WHAT YOU WILL DO: Return every line of the data below unchanged, character for character.
──────────────────────────────
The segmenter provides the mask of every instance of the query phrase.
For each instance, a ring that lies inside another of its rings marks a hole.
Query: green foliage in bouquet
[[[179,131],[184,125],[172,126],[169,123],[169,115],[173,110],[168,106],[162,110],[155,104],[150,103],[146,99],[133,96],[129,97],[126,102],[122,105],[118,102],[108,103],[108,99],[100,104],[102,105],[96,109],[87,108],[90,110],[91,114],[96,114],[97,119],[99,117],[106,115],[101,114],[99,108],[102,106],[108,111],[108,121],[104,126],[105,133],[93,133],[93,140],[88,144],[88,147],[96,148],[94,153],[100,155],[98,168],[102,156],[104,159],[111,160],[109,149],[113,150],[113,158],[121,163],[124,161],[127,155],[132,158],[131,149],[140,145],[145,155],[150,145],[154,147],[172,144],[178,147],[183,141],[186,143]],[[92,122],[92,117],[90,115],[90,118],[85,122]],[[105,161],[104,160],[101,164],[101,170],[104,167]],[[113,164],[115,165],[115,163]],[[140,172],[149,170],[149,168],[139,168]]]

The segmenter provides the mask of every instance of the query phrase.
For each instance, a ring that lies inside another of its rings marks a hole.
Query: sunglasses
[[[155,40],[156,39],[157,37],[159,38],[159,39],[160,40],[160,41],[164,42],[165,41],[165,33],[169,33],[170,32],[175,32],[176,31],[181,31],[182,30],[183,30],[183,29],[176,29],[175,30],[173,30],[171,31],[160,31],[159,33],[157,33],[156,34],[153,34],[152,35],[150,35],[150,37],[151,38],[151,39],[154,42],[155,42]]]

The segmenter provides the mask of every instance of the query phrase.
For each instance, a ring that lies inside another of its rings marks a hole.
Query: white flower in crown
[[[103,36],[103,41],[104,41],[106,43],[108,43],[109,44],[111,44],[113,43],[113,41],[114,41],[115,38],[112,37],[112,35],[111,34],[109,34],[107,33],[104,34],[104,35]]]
──────────────────────────────
FINAL RESULT:
The segmenter provides the mask of every instance of the query phrase.
For each instance, a ring that lies inside another of its rings marks a hole.
Query: green foliage in bouquet
[[[179,131],[184,125],[172,126],[169,123],[169,115],[173,110],[168,106],[162,110],[155,104],[150,103],[146,99],[133,96],[129,97],[126,102],[122,105],[118,102],[108,103],[108,99],[100,104],[102,105],[96,109],[87,108],[90,110],[91,114],[96,114],[97,119],[99,117],[106,115],[101,114],[99,108],[102,106],[108,111],[108,121],[104,126],[105,133],[93,133],[93,140],[88,144],[88,147],[96,148],[94,153],[100,155],[98,168],[102,156],[104,159],[111,160],[109,149],[113,150],[113,158],[121,163],[124,161],[127,155],[132,158],[131,149],[140,145],[145,155],[150,145],[154,147],[172,144],[178,147],[183,141],[186,143]],[[92,122],[92,117],[90,115],[90,118],[85,122]],[[105,161],[104,160],[101,164],[101,170],[104,167]],[[113,164],[115,165],[115,163]],[[140,172],[149,170],[149,168],[139,168]]]

The segmenter provides the mask of every instance of the query phrase.
For each instance, a ring that lies inside another of its rings marks a hole.
Query: sunglasses
[[[155,40],[156,39],[157,37],[159,38],[159,39],[160,40],[160,41],[164,42],[165,41],[165,33],[169,33],[170,32],[175,32],[176,31],[181,31],[182,30],[183,30],[183,29],[176,29],[175,30],[173,30],[171,31],[160,31],[159,33],[157,33],[156,34],[153,34],[152,35],[150,35],[150,37],[151,38],[151,39],[154,42],[155,42]]]

The segmenter provides the mask of every instance of the query phrase.
For each instance, a ring that lies inside another of its rings marks a hole.
Query: white flower in crown
[[[103,36],[103,41],[104,41],[106,43],[108,43],[109,44],[111,44],[113,43],[113,41],[114,41],[115,38],[112,37],[112,35],[111,34],[109,34],[107,33],[104,34],[104,35]]]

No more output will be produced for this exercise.